EXERCÍCIOS:
A) Responda com base no texto-fonte:
(i) A qual programa de qual universidade o projeto foi apresentado?
(ii) Em que cidade e em que ano o projeto foi apresentado?
(iii) No último parágrafo, se a igreja é "a cabeça", o que é o estado?
B) Transcreva fielmente o trecho do texto-fonte entre "Rio de Janeiro" e "Concílio, p. 116)", inclusive.

TEXTO-FONTE:

⟨

PROJETO DE PESQUISA (exemplo 1)

O LIBERALISMO RELIGIOSO DE RUI BARBOSA
Projeto de Pesquisa

Por
Israel Belo de Azevedo

Projeto apresentado ao Programa de Doutorado em Filosofia da Universidade Gama Filho.

Rio de Janeiro
1987

Posso não orar em Lourdes, mas Lourdes não me separa da humanidade.
(OC XX:1, p. 40)

Cumpre, (…) que os adoradores do Deus em espírito e verdade cinjam os rins para a defesa da liberdade e da consciência; porque uma e outra são eternas. Essa usurpação tenebrosa há de passar. Negreja-lhe na fronte, na púrpura da sua realeza, o sinal da besta, os dogmas blasfemos; e o motor que a anima, é o gênio perecedouro da dominação mundana, (…) e que (…) se lhe descobre, ex-fructibus, nas suas obras de iniqüidade, podridão e morte.
O Papa e o Concílio, p. 116)

A doutrina que o catolicismo ultramontano professa, e cuja rejeição constitui uma heresia monstruosa, incomparável com a felicidade eterna, é que a igreja é a lei, o estado a força; a igreja o direito, o estado a dependência; a igreja a cabeça, o estado o braço; a igreja a inspiração divina infalível e imutável, o estado a cegueira animal, caduca e inevitavelmente serva.

⟩

LISTAGEM:
⟨

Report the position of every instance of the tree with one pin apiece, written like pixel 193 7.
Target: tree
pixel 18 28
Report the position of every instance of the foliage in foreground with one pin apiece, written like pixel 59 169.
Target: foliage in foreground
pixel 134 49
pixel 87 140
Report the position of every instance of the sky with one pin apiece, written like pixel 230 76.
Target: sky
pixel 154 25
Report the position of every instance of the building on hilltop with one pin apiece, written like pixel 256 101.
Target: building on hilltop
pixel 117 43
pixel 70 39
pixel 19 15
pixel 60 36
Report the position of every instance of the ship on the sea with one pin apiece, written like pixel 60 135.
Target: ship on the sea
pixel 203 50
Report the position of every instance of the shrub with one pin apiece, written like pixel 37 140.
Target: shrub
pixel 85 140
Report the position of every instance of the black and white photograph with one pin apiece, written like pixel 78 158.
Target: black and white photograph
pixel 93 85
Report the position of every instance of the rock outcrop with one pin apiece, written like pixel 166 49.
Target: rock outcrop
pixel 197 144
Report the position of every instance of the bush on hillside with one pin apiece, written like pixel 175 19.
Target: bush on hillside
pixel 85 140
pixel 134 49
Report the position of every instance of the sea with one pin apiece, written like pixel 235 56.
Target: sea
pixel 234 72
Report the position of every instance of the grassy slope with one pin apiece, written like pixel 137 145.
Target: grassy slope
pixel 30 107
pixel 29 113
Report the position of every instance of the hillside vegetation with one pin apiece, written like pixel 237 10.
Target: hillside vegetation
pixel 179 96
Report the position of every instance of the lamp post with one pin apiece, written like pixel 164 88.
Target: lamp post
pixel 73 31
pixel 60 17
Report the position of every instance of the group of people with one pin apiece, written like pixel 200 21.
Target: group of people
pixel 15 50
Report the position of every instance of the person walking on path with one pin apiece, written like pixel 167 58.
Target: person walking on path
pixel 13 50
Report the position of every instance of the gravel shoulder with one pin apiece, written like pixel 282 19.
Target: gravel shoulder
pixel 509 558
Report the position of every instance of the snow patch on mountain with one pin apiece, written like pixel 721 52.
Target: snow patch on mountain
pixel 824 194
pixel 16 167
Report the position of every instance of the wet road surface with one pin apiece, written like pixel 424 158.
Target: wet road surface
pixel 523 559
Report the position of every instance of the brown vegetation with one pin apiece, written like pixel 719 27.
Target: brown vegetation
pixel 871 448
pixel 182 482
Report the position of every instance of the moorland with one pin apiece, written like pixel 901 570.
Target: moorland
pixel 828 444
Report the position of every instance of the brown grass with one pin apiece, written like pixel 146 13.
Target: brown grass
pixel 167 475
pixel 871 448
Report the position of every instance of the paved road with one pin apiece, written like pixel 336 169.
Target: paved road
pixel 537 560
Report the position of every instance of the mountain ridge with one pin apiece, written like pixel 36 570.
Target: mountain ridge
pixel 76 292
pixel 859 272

⟩

RESPOSTAS FINAIS:
A)
(i) Ao Programa de Doutorado em Filosofia da Universidade Gama Filho.
(ii) No Rio de Janeiro, em 1987.
(iii) O braço.

B)
Rio de Janeiro
1987

Posso não orar em Lourdes, mas Lourdes não me separa da humanidade.
(OC XX:1, p. 40)

Cumpre, (…) que os adoradores do Deus em espírito e verdade cinjam os rins para a defesa da liberdade e da consciência; porque uma e outra são eternas. Essa usurpação tenebrosa há de passar. Negreja-lhe na fronte, na púrpura da sua realeza, o sinal da besta, os dogmas blasfemos; e o motor que a anima, é o gênio perecedouro da dominação mundana, (…) e que (…) se lhe descobre, ex-fructibus, nas suas obras de iniqüidade, podridão e morte.
O Papa e o Concílio, p. 116)